DATA TO PROCESS
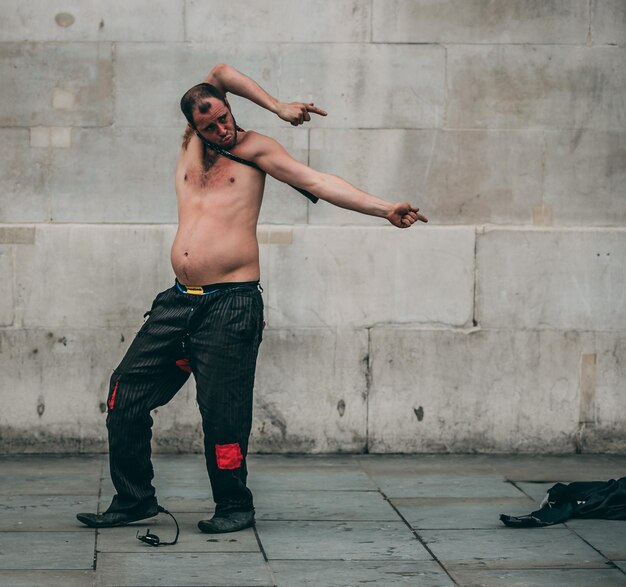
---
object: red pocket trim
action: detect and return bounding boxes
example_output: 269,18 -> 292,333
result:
215,442 -> 243,469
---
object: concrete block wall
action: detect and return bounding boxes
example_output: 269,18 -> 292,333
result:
0,0 -> 626,453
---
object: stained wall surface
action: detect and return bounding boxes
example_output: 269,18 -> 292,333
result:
0,0 -> 626,453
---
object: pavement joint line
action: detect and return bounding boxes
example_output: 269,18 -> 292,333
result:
352,463 -> 458,585
563,522 -> 621,570
380,490 -> 458,585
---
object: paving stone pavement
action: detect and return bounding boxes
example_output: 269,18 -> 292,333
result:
0,454 -> 626,587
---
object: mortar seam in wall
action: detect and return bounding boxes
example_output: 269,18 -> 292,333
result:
472,228 -> 478,328
363,327 -> 372,454
441,45 -> 449,131
587,0 -> 593,47
306,128 -> 311,224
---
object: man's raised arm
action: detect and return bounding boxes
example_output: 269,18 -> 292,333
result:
253,133 -> 428,228
204,63 -> 326,126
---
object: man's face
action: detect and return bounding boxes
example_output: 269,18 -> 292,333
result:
193,98 -> 237,149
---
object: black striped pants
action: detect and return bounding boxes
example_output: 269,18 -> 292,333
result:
107,282 -> 263,513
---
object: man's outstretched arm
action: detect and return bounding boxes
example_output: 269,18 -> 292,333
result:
204,63 -> 326,126
253,133 -> 428,228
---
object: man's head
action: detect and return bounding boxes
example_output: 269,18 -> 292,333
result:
180,84 -> 237,149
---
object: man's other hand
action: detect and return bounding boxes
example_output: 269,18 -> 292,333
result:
387,202 -> 428,228
276,102 -> 328,126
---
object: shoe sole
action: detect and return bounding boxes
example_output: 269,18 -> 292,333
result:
198,522 -> 256,534
76,512 -> 159,528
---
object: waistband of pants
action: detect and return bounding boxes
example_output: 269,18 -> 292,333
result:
174,279 -> 263,296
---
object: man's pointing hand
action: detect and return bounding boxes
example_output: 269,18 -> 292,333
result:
387,202 -> 428,228
276,102 -> 327,126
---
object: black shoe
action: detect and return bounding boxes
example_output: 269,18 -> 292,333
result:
198,511 -> 254,534
76,508 -> 159,528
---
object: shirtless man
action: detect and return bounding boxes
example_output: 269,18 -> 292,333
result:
77,65 -> 427,533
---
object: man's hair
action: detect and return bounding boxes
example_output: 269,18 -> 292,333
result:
180,83 -> 226,128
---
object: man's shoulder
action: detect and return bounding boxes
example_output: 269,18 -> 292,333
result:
237,130 -> 276,157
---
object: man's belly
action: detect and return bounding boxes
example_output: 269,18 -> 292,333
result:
171,225 -> 260,285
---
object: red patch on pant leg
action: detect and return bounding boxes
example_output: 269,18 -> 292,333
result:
176,359 -> 191,373
109,379 -> 120,410
215,442 -> 243,469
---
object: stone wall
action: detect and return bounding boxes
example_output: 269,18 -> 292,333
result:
0,0 -> 626,453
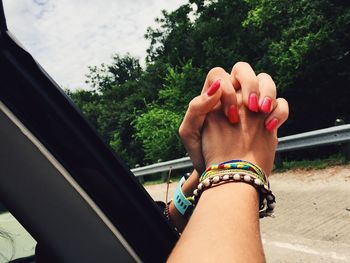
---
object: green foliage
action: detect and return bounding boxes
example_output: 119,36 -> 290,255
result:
134,107 -> 185,162
69,0 -> 350,166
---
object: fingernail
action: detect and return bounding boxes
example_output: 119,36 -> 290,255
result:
207,79 -> 220,96
248,93 -> 259,112
265,118 -> 278,132
261,97 -> 272,113
228,105 -> 239,123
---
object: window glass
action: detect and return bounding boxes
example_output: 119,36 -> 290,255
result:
0,211 -> 36,263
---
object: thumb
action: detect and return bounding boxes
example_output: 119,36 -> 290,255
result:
179,81 -> 222,173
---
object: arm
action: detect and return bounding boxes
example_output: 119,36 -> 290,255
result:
169,63 -> 288,262
168,183 -> 265,263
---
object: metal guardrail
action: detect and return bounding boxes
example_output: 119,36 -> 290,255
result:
131,124 -> 350,176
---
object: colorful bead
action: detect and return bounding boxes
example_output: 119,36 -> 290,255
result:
233,174 -> 241,181
243,175 -> 250,182
202,178 -> 210,187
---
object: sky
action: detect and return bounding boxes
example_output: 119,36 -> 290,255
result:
3,0 -> 188,90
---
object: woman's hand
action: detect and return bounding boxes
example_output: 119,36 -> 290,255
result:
179,62 -> 288,175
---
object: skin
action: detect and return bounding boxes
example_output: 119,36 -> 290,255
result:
168,62 -> 288,262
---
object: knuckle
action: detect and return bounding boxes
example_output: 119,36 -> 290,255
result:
257,72 -> 272,80
233,61 -> 250,72
179,123 -> 188,139
208,67 -> 226,77
246,78 -> 259,91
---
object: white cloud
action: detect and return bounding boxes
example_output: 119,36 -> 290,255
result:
3,0 -> 187,89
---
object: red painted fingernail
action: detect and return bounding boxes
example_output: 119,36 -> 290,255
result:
261,97 -> 272,113
207,79 -> 220,96
228,105 -> 239,123
265,118 -> 278,132
248,93 -> 259,112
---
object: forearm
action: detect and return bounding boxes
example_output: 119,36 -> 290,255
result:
168,183 -> 265,262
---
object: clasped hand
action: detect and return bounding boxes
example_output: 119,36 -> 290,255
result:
179,62 -> 289,175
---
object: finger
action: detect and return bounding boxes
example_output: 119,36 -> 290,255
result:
202,67 -> 239,123
179,85 -> 222,173
231,62 -> 260,112
257,73 -> 276,113
265,98 -> 289,132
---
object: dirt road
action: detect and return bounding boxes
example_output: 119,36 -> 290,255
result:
146,165 -> 350,263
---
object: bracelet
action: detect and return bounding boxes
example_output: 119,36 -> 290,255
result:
193,160 -> 276,218
173,177 -> 193,218
163,202 -> 181,235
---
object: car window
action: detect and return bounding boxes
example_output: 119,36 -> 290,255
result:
0,207 -> 36,263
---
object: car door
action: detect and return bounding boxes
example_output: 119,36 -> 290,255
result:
0,2 -> 178,262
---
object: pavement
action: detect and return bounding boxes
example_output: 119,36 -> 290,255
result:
146,165 -> 350,263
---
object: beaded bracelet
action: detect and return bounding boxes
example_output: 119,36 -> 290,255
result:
193,160 -> 276,217
193,172 -> 276,217
201,160 -> 268,185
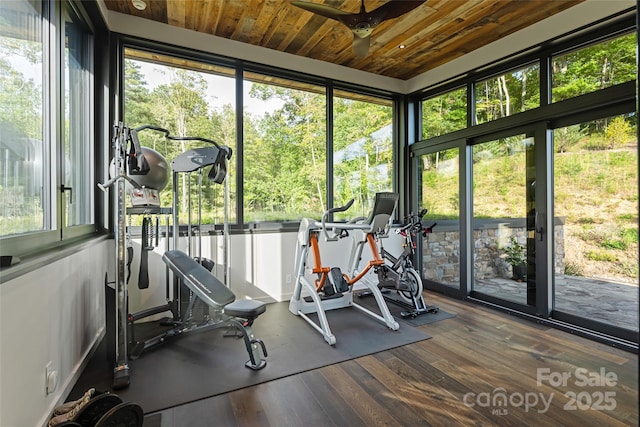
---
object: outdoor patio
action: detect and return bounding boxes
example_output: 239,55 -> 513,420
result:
474,276 -> 639,331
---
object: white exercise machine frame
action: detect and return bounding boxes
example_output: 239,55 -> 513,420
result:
289,193 -> 400,345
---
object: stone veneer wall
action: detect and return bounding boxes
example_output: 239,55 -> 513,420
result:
422,218 -> 564,284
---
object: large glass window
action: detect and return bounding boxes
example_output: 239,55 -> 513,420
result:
475,63 -> 540,124
333,90 -> 393,218
124,49 -> 238,224
61,4 -> 94,231
551,33 -> 637,102
418,148 -> 460,289
243,72 -> 327,222
0,1 -> 46,236
553,115 -> 638,331
422,87 -> 467,139
0,0 -> 95,255
472,134 -> 536,305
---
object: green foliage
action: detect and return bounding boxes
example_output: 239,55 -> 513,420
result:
551,33 -> 636,102
585,249 -> 616,262
475,64 -> 540,123
564,261 -> 584,276
604,116 -> 634,148
503,236 -> 527,266
422,88 -> 467,139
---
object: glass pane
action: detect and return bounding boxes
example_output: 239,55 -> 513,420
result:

DIRECTION
Write out the data precisely as given, excluding the pictures.

EXERCISE OUTPUT
---
object: red pocket trim
action: detect and return bounding boxes
example_output: 269,18 -> 292,333
result:
215,442 -> 243,469
---
object: concrete block wall
action: detect and return bounding boxes
example_output: 269,18 -> 292,333
result:
0,0 -> 626,453
---
object: stained wall surface
action: detect and return bounding boxes
example_output: 269,18 -> 292,333
result:
0,0 -> 626,453
---
object: pavement joint line
action: detect and return bounding boxes
example_output: 269,18 -> 292,333
result:
352,463 -> 458,585
563,522 -> 621,570
380,490 -> 458,585
---
object: paving stone pavement
action: detect and return bounding boxes
example_output: 269,18 -> 292,333
result:
0,454 -> 626,587
---
object: mortar seam in wall
action: detect and return bounding boxes
example_output: 269,18 -> 292,333
result:
472,228 -> 478,328
363,327 -> 372,454
441,45 -> 449,131
587,0 -> 593,47
306,128 -> 311,224
---
object: man's raised arm
action: detect and return bounding boxes
example_output: 269,18 -> 292,333
result:
253,133 -> 428,228
204,63 -> 326,126
---
object: man's face
action: detect and return bounding boxes
example_output: 269,18 -> 292,333
result:
193,98 -> 237,149
---
object: black striped pants
action: detect and return bounding boxes
example_output: 269,18 -> 292,333
result:
107,282 -> 263,513
---
object: man's outstretched arm
action: detect and return bounding boxes
example_output: 269,18 -> 292,333
result:
204,63 -> 326,126
253,133 -> 428,228
---
object: man's head
action: detect and return bounding boxes
example_output: 269,18 -> 292,333
result:
180,84 -> 237,149
---
object: man's other hand
action: detect and return bounding boxes
example_output: 269,18 -> 292,333
result:
387,202 -> 428,228
276,102 -> 328,126
---
object: shoe sole
action: detect and return bounding boxes
example_output: 269,18 -> 292,333
result:
198,522 -> 256,534
76,512 -> 159,528
---
object: waistband of pants
action: detect and return bounding boxes
example_output: 269,18 -> 292,333
result:
174,279 -> 263,296
---
object: man's pointing hand
action: detect and return bounding boxes
example_output: 269,18 -> 292,333
result:
387,202 -> 428,228
276,102 -> 327,126
---
object: black shoe
action: detect and return bounding boxes
example_output: 269,18 -> 292,333
result:
198,511 -> 254,534
76,508 -> 159,528
---
object: shirtless man
action: detect and return bounding boxes
example_output: 269,18 -> 292,333
result:
77,65 -> 427,533
---
object: man's hair
action: detect and return bounding boxes
example_output: 269,18 -> 292,333
result:
180,83 -> 226,128
---
object: man's shoulder
action: detect and return bounding boxes
example_output: 269,18 -> 292,333
result:
237,130 -> 276,157
---
object: man's belly
action: detect and return bounding boxes
example_output: 269,18 -> 292,333
result:
171,225 -> 260,285
---
object: red patch on pant leg
action: detect and return bounding boxes
example_output: 269,18 -> 292,333
result:
176,359 -> 191,373
109,379 -> 120,410
215,442 -> 243,469
---
object: stone wall
action: detect and return bounding boxes
example_output: 269,18 -> 292,333
result:
0,0 -> 626,453
---
object: green foliage
action: detect and return bounding boxes
example_output: 119,36 -> 290,255
result:
134,107 -> 185,162
69,0 -> 350,166
---
object: fingernail
action: detect and return bounding boxes
example_output: 119,36 -> 290,255
result:
207,79 -> 220,96
248,93 -> 259,112
265,118 -> 278,132
261,97 -> 272,113
228,105 -> 239,123
---
object: window glass
action: detect and return bounding boxes
example_output: 119,36 -> 290,255
result:
0,211 -> 36,263
---
object: thumb
action: detect and return bounding boxes
example_output: 119,36 -> 290,255
result:
179,81 -> 222,173
---
object: arm
action: detect and return bounding boxes
example_output: 119,36 -> 290,255
result:
169,63 -> 288,262
168,183 -> 265,263
---
object: metal guardrail
action: detect and return bounding boxes
example_output: 119,36 -> 290,255
result:
131,124 -> 350,176
---
object: colorful bead
action: detect and return bounding boxes
example_output: 119,36 -> 290,255
result:
233,174 -> 241,181
243,175 -> 250,182
202,178 -> 210,187
---
object: sky
action: detect and return bounding boxes
example_output: 119,36 -> 290,255
result:
3,0 -> 188,90
---
object: woman's hand
action: detect and return bounding boxes
example_output: 119,36 -> 290,255
result:
179,62 -> 288,175
---
object: skin
action: detect and return bounding boxes
example_output: 119,36 -> 290,255
result:
168,62 -> 288,262
---
object: knuckle
action: detect and return bounding boxes
example_output: 119,36 -> 290,255
result:
257,72 -> 272,80
233,61 -> 250,72
179,123 -> 188,139
208,67 -> 226,77
246,78 -> 259,91
---
object: white cloud
action: detect and return bounding boxes
example_output: 119,36 -> 290,255
result:
3,0 -> 187,89
---
object: red painted fingernail
action: detect and return bounding boxes
example_output: 119,36 -> 290,255
result:
261,97 -> 272,113
207,79 -> 220,96
228,105 -> 239,123
265,118 -> 278,132
248,93 -> 259,112
---
object: forearm
action: detect and return bounding boxes
example_output: 119,36 -> 290,255
result:
168,183 -> 265,262
---
object: clasped hand
action: detect and return bounding boxes
example_output: 119,36 -> 290,255
result:
179,62 -> 289,175
---
object: finger
action: detect and return bounding boxes
example_output: 119,36 -> 290,255
result:
202,67 -> 239,123
179,85 -> 222,173
231,62 -> 260,112
257,73 -> 276,113
265,98 -> 289,132
---
object: dirt road
action: detect and return bounding boxes
example_output: 119,36 -> 290,255
result:
146,165 -> 350,263
---
object: bracelet
action: detect and return bounding boxes
example_output: 119,36 -> 290,255
result:
193,160 -> 276,218
173,177 -> 193,218
163,202 -> 181,235
---
object: car window
action: detect and return bounding boxes
example_output: 119,36 -> 290,255
result:
0,207 -> 36,263
---
object: car door
action: detect and return bounding boxes
example_output: 119,36 -> 290,255
result:
0,2 -> 178,262
---
object: pavement
action: detect and return bounding boxes
example_output: 119,36 -> 290,255
result:
146,165 -> 350,263
---
object: beaded bracelet
action: detect and return bounding boxes
example_output: 119,36 -> 290,255
result:
193,160 -> 276,217
193,172 -> 276,217
201,160 -> 268,185
---
object: outdoor patio
action: detect and return bounding boxes
example_output: 239,55 -> 513,420
result:
474,276 -> 639,331
---
object: white exercise machine frame
action: detect and return bounding boxes
example_output: 239,55 -> 513,420
result:
289,193 -> 400,345
---
object: stone veneer wall
action: detect and return bounding boxes
example_output: 239,55 -> 513,420
result:
422,218 -> 564,284
---
object: large glass window
action: detect and return bounding boxes
example_output: 239,55 -> 513,420
result:
475,63 -> 540,124
333,90 -> 393,218
124,49 -> 238,224
61,4 -> 94,231
551,33 -> 637,102
418,148 -> 460,289
243,72 -> 327,222
0,1 -> 46,236
553,115 -> 638,331
422,87 -> 467,139
0,0 -> 95,255
472,134 -> 536,305
---
object: green foliage
action: detect and return bounding boxes
example_output: 239,55 -> 513,420
result:
551,33 -> 636,102
585,249 -> 616,262
475,64 -> 540,123
564,261 -> 584,276
604,116 -> 634,148
503,236 -> 527,266
422,88 -> 467,139
---
object: glass pane
action: detect and return bounding boxes
example_output: 239,55 -> 513,420
result:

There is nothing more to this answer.